-------- Entries provided

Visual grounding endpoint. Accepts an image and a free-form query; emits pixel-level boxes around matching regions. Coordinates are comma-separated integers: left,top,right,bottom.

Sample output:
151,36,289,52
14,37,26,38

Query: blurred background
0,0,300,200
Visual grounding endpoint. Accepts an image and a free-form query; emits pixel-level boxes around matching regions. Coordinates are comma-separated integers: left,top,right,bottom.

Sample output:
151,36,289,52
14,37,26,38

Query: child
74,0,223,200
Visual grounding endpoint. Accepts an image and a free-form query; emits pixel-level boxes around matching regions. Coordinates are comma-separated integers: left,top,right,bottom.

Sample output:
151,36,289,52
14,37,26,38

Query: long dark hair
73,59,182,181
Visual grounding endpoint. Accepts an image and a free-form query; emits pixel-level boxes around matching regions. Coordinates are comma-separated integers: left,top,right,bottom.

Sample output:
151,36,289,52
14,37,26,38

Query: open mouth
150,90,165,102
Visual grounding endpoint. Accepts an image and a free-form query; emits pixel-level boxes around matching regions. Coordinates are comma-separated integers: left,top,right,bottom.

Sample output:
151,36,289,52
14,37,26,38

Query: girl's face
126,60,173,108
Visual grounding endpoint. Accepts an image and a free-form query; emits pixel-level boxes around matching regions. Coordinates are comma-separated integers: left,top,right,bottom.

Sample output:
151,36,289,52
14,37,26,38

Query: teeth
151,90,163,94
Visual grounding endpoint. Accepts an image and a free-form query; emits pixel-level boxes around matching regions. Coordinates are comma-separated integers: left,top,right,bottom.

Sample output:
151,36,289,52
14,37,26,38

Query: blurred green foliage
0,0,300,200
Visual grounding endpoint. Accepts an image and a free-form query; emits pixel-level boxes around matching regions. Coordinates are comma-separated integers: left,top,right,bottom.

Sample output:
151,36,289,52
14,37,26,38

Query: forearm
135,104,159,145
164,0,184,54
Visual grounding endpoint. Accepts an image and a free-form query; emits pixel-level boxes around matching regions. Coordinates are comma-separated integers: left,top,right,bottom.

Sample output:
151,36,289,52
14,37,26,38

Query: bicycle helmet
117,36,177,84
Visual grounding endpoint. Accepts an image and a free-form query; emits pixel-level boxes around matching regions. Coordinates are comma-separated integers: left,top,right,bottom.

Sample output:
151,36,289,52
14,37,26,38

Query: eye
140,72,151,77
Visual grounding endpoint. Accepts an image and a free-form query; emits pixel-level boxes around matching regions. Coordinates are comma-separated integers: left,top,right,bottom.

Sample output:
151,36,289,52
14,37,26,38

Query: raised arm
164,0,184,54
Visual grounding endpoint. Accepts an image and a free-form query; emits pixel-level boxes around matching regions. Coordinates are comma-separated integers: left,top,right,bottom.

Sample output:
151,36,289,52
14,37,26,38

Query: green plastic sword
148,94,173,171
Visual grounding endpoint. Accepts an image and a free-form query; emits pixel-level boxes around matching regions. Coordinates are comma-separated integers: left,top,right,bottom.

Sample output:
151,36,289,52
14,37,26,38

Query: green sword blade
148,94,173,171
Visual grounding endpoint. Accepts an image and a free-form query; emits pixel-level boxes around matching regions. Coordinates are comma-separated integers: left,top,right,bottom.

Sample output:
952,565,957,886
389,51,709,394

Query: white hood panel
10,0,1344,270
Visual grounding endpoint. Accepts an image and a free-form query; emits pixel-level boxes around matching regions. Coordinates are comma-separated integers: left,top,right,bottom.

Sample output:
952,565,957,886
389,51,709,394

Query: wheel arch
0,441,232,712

----------------

- [Challenge]: Could you retype every line of the records above, keeping each one identical?

- [Completed exercise]:
Visual grounding endpoint. Accepts an image and a free-form query; emits pixel-level boxes around matching regions. Coordinates are comma-separated integers: left,top,right,bottom.

Sample output:
151,36,289,52
14,37,26,38

Query: blurred background
0,0,300,200
Visual grounding endpoint. Accepts an image and a free-form query; emits pixel-level boxes around matching regions. Coordinates are comma-separated integers: left,top,right,bottom.

Sample output:
151,36,289,52
14,37,26,38

Query: child
74,0,223,200
Visual grounding endpoint. Accepts an image and a free-form query; emits pixel-level boxes around matching regions. Coordinates are comma-separated integers: left,top,right,bottom.

Sample output:
151,36,289,52
14,37,26,38

Query: long dark hair
73,59,182,181
Visual grounding endpoint. Accepts an image and a free-form query; emits pixel-level boxes around matching regions. Coordinates are comma-separated integers: left,top,right,bottom.

Sample output:
151,36,289,52
14,37,26,38

Query: open mouth
150,90,165,102
Visual grounding endpoint. Accepts an image and a free-form query; emits pixel-level boxes around matching regions. Coordinates are comma-separated integers: left,top,right,bottom.

Sample output:
151,36,289,52
14,37,26,38

Query: girl's face
126,60,173,108
Visual grounding endpoint. Accepts an image and a free-form query; emits pixel-level boxes around matching regions. Coordinates are comma-separated integers: left,top,right,bottom.

Sample output:
151,36,289,52
14,37,26,38

Query: teeth
151,90,163,94
Visual grounding endpoint. Accepts an image and a free-form query; emits pixel-level boxes around matching regions. Coordinates are comma-separated integers: left,top,right,bottom.

Sample output:
151,36,289,52
14,37,26,38

Query: blurred green foliage
0,0,300,200
Visual grounding endpoint. Accepts an image and a free-form query; emits pixel-level boxes around matching regions. Coordinates are comma-separated integers: left,top,right,bottom.

Sample output:
151,36,289,52
14,37,26,38

Query: forearm
135,104,159,145
164,0,184,54
Visual grounding endpoint. Accepts an image and a free-form query; emits pixel-level boxes around matching regions. Coordinates are comma-separated integers: left,top,right,bottom.

Sample output:
151,36,289,52
14,37,26,38

Query: bicycle helmet
117,36,177,84
Visual grounding endpoint. Accepts an image and a free-form query; emits pixel-level boxes around matching regions. Coordinates are comma-separated integers: left,top,right,bottom.

Sample output:
151,36,289,52
14,37,26,38

Query: eye
140,72,151,77
Visual grounding endpoint. Accepts an image and a free-form query; emits pixel-level boxes around matching regions. Coordinates are comma-separated integers: left,top,right,bottom.

Sample output:
151,36,289,52
14,37,26,38

Query: raised arm
164,0,184,54
Visual grounding endpoint. Accepts an image and a free-form query; emits pixel-level boxes around matching regions. Coordinates are comma-separated integers: left,top,right,bottom.

Sample output:
151,36,289,52
14,37,26,38

Query: green plastic sword
148,94,173,171
Visual grounding endpoint. Accepts an image and a free-form query; emits pixel-level boxes around matching regions. Coordinates are comma-separated integers: left,top,right,bottom.

Sample output:
151,36,289,52
14,37,26,38

Query: green sword blade
148,94,173,171
Visual grounding endpoint. Accepts an image and a free-form query; emits pixel-level boxes around matching regions. Coordinates are comma-separated integers: left,top,right,bottom.

Sample output:
952,565,957,886
389,51,709,394

Query: white hood panel
10,0,1344,270
Visual grounding endpoint. Accepts an image and a free-form query; emits pixel-level boxes around matching regions. Coordinates are comma-separated integers: left,top,right,bottom.

Sample output:
952,565,957,886
389,51,709,394

Query: wheel arch
0,441,232,712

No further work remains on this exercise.